**Data entries**:
======

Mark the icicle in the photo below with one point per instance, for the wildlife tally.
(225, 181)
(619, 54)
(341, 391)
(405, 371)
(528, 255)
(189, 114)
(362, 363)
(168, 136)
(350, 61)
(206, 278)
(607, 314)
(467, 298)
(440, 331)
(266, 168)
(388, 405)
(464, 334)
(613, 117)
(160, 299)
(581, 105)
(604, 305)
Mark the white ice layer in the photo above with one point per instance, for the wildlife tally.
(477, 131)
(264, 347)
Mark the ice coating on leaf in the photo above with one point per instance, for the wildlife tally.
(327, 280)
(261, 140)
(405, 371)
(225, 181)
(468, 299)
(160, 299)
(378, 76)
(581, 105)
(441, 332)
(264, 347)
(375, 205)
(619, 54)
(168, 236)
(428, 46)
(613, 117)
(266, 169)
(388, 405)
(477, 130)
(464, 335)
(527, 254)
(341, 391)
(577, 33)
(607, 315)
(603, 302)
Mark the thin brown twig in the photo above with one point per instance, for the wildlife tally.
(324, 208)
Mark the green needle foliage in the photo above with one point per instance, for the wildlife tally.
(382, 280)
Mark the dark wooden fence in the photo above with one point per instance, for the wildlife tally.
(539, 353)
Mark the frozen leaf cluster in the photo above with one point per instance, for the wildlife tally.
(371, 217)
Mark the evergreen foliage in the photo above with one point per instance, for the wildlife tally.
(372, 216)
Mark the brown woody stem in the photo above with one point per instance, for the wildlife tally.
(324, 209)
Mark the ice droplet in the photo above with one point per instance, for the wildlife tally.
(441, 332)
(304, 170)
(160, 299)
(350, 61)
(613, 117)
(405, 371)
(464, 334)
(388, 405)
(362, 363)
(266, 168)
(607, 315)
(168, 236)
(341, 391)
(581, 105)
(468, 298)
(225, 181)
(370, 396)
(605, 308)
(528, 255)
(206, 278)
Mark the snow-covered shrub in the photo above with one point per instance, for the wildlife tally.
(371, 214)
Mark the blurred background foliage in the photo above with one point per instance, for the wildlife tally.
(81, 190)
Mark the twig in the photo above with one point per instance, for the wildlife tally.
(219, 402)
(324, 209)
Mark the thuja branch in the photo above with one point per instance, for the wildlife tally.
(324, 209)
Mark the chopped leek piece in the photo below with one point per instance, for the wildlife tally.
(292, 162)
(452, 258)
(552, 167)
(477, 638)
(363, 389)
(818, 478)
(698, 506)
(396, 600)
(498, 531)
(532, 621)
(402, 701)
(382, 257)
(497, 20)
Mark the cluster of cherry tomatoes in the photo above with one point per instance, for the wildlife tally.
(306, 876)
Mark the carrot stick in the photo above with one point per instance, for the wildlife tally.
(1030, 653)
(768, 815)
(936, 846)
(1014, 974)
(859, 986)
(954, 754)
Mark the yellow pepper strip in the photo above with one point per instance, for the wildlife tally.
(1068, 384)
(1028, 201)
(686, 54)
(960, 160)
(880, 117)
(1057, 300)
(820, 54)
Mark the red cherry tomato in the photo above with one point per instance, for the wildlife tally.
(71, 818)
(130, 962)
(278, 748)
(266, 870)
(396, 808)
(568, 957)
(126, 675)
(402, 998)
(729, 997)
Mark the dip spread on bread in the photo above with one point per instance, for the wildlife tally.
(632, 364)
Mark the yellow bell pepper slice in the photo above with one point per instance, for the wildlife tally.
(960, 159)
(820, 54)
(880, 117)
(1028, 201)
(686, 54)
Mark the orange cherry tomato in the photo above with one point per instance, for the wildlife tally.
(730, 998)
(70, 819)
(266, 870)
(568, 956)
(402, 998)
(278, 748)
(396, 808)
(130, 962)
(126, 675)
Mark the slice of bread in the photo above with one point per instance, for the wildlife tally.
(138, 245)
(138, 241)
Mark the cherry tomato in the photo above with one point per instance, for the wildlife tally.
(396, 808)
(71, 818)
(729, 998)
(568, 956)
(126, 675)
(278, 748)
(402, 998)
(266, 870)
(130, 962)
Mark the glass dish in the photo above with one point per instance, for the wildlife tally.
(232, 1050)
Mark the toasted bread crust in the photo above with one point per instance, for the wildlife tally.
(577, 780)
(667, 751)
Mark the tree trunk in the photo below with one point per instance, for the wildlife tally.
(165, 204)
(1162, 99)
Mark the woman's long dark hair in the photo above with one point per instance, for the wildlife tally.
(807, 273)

======

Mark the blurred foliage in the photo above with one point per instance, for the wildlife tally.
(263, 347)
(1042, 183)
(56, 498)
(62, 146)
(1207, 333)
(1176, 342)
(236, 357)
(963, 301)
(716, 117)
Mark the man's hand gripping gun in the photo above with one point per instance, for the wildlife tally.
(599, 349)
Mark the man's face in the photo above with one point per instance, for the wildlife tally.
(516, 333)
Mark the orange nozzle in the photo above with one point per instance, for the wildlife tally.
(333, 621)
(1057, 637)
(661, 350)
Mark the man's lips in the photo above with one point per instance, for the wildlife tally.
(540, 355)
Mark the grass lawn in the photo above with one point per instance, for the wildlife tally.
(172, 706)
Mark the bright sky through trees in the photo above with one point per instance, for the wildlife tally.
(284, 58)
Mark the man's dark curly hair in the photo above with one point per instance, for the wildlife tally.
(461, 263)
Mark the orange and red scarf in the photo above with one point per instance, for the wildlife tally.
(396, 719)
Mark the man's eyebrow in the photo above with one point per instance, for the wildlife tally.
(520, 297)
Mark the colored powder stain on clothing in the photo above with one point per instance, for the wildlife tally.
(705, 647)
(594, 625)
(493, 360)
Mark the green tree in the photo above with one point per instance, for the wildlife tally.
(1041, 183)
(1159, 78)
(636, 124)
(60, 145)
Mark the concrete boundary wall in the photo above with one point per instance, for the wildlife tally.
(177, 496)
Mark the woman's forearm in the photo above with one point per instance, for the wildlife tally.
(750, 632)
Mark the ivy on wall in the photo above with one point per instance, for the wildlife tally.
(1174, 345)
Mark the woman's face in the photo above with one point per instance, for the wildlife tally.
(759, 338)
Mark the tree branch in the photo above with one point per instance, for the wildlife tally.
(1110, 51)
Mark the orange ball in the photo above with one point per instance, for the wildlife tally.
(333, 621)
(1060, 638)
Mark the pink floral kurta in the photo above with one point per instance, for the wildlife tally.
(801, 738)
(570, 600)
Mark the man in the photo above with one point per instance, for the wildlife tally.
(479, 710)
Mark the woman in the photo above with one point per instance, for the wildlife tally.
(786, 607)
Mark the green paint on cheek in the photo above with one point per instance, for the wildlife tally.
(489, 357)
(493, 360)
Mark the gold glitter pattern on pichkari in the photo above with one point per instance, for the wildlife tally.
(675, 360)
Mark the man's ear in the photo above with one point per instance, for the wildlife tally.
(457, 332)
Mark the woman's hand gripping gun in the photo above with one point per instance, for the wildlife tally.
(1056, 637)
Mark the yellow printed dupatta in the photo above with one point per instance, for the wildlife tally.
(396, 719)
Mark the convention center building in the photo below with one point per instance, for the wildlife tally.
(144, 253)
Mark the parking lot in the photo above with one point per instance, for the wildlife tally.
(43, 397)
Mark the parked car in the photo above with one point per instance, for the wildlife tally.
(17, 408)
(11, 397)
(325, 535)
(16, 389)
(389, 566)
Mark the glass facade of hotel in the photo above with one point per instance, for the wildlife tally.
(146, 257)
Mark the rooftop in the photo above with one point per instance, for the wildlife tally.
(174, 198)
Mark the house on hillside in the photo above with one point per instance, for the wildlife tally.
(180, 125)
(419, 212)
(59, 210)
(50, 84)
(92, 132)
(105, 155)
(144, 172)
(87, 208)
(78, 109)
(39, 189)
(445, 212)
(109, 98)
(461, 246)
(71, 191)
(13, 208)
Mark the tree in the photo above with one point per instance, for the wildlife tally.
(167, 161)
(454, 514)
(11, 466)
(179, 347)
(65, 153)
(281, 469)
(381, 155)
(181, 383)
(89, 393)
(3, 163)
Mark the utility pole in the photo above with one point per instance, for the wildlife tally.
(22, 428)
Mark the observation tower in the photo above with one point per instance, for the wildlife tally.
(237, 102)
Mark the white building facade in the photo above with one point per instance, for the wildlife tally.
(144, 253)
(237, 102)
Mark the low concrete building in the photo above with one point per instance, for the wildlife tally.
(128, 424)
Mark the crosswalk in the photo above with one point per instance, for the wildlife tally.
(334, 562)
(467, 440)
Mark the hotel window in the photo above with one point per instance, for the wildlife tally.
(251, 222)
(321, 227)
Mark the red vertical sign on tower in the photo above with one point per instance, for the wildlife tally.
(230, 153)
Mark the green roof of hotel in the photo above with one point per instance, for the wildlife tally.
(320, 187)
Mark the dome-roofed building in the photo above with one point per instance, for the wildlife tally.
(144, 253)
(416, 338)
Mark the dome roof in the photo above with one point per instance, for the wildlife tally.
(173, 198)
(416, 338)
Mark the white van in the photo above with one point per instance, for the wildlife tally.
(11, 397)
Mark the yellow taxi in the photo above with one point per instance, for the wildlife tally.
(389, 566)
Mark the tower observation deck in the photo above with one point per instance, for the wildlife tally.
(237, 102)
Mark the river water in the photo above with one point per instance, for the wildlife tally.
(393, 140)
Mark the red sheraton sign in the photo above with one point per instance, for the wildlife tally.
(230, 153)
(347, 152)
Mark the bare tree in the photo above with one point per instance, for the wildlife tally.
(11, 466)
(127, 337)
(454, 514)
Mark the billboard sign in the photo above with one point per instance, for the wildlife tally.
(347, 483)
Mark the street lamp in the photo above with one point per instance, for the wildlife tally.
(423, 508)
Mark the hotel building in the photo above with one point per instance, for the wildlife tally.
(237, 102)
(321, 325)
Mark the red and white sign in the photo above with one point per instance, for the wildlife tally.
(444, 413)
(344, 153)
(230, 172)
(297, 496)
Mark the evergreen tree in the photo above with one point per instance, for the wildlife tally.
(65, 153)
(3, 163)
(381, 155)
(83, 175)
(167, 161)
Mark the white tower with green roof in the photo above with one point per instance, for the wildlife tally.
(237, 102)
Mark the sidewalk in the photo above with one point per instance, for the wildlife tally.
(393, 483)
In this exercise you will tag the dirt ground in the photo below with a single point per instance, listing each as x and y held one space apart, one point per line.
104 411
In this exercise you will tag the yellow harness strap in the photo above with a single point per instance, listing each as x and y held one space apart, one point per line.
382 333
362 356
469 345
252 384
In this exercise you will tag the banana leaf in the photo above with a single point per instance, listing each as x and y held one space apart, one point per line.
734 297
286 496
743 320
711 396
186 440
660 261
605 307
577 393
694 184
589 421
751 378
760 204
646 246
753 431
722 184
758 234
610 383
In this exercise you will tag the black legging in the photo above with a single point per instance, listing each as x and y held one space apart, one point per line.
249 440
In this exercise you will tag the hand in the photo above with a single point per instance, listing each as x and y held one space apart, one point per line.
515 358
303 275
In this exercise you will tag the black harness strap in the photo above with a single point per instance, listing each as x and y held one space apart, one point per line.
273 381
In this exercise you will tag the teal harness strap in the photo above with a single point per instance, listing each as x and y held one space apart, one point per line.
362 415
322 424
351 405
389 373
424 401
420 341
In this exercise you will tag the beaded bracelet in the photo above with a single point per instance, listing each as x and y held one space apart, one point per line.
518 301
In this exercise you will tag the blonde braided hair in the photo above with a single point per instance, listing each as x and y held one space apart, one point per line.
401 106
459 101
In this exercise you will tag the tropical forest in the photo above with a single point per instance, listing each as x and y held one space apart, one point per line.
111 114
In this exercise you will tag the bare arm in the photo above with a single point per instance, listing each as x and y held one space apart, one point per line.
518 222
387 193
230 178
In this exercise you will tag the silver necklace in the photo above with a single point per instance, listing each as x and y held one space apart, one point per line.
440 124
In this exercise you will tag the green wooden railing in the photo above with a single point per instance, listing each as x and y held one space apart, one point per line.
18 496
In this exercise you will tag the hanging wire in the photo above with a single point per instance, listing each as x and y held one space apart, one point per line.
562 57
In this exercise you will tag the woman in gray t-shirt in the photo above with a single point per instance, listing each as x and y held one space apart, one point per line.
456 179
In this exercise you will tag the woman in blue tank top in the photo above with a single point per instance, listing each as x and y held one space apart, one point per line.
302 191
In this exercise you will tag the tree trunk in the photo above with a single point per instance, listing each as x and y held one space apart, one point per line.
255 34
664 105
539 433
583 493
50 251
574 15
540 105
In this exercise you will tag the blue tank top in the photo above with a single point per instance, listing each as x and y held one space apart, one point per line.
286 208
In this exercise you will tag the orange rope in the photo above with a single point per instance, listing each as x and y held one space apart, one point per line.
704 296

======

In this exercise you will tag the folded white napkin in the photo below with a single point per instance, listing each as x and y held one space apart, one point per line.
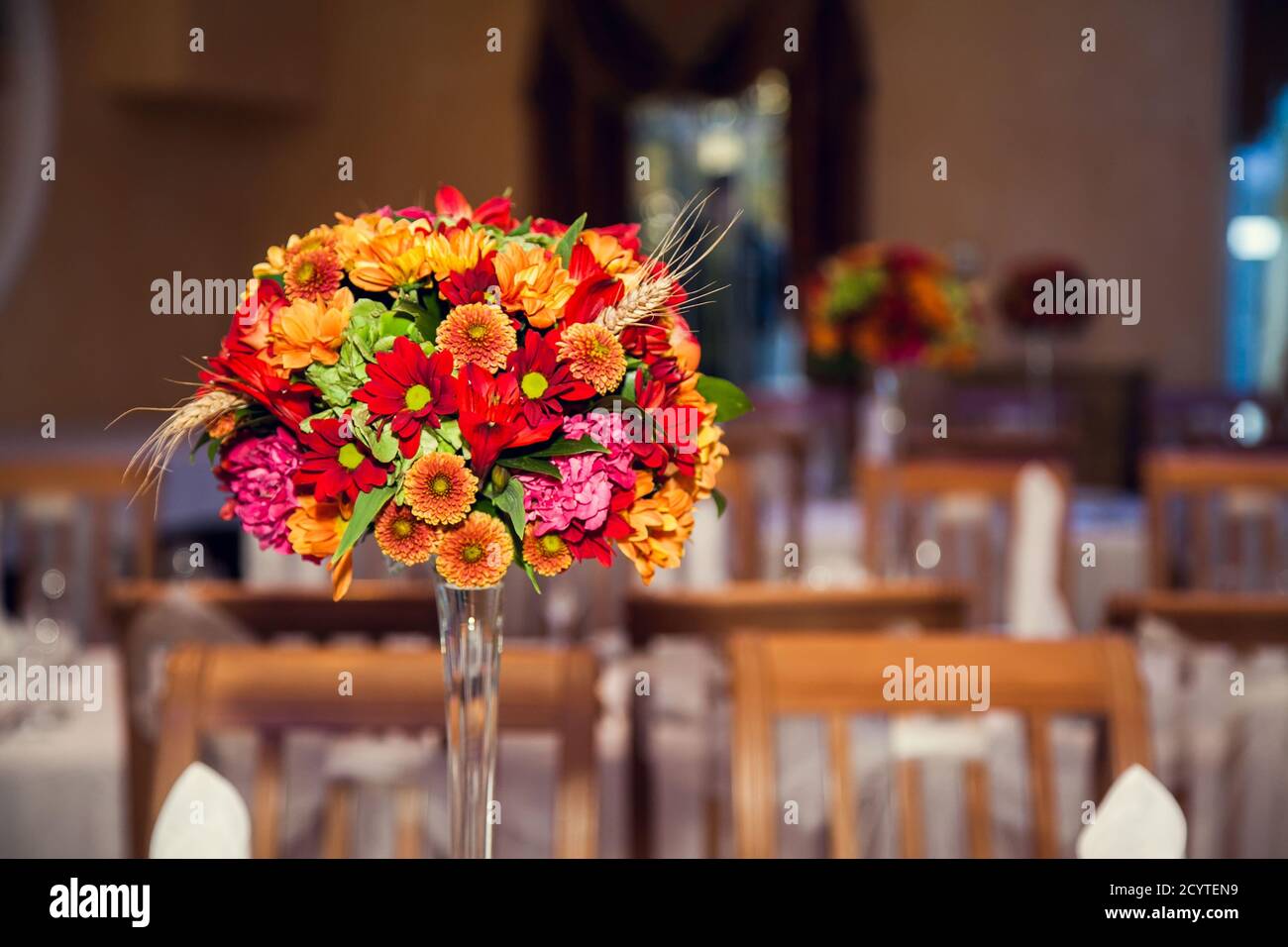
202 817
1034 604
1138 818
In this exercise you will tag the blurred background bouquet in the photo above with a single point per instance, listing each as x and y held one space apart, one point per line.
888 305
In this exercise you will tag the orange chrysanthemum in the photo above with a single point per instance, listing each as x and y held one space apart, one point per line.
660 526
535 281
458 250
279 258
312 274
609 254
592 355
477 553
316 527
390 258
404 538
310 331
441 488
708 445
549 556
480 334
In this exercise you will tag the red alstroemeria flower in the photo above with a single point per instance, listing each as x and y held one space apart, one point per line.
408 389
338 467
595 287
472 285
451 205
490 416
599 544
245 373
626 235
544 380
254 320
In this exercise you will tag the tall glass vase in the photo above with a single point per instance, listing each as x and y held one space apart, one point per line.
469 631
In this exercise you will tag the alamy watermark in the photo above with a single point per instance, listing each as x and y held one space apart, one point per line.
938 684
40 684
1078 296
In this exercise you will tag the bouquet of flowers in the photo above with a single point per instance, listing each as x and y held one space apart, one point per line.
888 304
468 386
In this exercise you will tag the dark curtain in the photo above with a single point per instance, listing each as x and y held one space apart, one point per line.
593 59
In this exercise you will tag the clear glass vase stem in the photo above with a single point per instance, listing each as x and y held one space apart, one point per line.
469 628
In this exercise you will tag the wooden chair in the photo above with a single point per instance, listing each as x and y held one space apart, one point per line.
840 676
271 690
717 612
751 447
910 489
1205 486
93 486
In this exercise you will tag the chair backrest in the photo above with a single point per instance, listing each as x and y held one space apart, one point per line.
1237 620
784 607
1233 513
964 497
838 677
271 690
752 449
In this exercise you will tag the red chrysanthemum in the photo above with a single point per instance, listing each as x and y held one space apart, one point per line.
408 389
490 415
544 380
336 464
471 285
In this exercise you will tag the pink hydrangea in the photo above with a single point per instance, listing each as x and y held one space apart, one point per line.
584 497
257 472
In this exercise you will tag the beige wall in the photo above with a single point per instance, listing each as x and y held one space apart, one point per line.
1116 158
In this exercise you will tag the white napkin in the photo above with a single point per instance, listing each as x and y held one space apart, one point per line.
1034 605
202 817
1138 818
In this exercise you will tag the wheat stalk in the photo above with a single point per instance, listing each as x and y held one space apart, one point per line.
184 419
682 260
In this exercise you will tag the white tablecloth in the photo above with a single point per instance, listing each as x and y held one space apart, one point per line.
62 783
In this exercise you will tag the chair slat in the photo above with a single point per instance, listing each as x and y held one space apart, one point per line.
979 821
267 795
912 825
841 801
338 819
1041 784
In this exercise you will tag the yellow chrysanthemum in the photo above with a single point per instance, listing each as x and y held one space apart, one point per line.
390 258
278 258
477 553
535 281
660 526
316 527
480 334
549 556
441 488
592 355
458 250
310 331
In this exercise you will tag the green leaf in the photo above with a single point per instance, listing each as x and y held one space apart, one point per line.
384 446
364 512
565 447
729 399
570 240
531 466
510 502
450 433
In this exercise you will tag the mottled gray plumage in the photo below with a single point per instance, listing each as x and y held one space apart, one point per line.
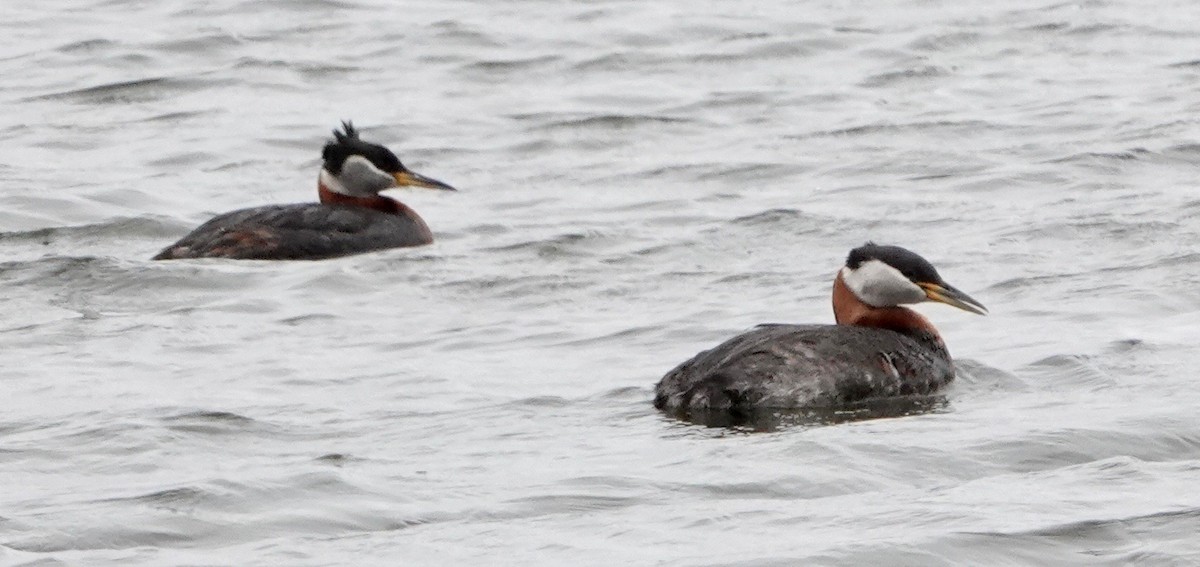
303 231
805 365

======

**Work to be completed**: Select and copy in full every line of the records above that contains the word "blue". Case counts, so a line with the word in any other capitalization does not qualify.

**Result of this exercise**:
In this exercise you will tag the woman in blue tank top in the photo above with a single point per instance, listing each as x and y held one space apart, one point per line.
In this exercise you will tag the blue tank top in the photo above with a single point per instance, listing each as x and y held one space apart, one point per line.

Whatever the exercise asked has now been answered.